WHAT YOU ARE ASKED TO DO: Using the data below, copy each line that includes the word "tuft".
[Start of section]
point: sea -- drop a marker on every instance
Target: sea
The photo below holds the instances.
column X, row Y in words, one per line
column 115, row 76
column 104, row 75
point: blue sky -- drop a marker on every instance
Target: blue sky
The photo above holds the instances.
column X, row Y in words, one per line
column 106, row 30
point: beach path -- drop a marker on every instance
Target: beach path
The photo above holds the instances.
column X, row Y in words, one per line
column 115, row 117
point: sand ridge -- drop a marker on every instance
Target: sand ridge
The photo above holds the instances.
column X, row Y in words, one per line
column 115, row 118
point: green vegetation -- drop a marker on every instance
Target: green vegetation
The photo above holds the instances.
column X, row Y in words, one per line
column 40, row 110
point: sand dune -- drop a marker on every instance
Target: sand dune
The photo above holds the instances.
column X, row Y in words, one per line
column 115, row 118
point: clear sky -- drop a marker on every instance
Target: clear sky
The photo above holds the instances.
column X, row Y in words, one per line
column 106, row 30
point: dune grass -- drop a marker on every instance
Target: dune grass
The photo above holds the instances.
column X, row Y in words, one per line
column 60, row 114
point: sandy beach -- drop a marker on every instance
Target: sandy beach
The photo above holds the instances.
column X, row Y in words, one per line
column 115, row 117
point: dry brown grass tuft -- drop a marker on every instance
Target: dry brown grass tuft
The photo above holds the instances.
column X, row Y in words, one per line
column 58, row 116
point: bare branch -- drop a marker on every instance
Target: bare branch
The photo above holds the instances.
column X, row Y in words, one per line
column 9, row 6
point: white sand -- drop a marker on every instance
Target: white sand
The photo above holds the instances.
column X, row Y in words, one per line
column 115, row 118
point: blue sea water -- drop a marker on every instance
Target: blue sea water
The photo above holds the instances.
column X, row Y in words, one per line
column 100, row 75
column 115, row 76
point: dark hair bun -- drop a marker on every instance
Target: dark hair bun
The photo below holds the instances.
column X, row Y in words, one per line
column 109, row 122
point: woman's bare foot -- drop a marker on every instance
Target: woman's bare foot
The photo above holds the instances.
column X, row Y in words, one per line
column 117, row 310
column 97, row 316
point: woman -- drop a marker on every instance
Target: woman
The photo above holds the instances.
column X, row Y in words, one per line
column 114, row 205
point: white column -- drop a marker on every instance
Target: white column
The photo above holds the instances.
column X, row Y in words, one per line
[End of section]
EXERCISE OUTPUT:
point: dry brown grass tuft -- drop a marker on every instance
Target: dry brown grass tuft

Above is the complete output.